WHAT IS REQUIRED>
Please reproduce the lines starting with the line that contains "</instance>" and going on through the line that contains "546L764 569L801 570V564L716", both included.

MATERIAL TO PROCESS>
--------------------

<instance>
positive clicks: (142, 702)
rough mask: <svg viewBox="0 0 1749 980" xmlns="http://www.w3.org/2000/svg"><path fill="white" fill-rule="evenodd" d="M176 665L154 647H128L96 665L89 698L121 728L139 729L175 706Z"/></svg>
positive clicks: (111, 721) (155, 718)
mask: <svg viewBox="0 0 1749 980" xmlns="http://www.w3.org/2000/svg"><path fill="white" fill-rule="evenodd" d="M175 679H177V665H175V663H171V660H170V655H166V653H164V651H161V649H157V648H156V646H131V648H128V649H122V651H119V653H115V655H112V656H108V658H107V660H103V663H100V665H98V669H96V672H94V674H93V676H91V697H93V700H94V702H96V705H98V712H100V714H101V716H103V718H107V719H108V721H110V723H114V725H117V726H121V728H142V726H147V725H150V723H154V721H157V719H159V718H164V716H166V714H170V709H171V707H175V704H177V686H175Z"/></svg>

--------------------

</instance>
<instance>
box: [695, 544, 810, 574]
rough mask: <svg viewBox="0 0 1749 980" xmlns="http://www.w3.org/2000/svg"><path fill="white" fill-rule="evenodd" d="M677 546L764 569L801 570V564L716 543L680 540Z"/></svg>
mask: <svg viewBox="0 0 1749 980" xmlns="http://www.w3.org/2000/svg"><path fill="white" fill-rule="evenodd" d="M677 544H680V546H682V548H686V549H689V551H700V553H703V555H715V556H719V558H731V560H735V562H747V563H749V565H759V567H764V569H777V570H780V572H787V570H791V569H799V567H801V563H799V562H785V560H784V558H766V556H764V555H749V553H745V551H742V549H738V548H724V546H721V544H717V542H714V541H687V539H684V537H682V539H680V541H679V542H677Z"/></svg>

--------------------

SOLVED EXERCISE>
</instance>
<instance>
box: [695, 544, 810, 574]
rough mask: <svg viewBox="0 0 1749 980" xmlns="http://www.w3.org/2000/svg"><path fill="white" fill-rule="evenodd" d="M677 546L764 569L801 570V564L716 543L680 540Z"/></svg>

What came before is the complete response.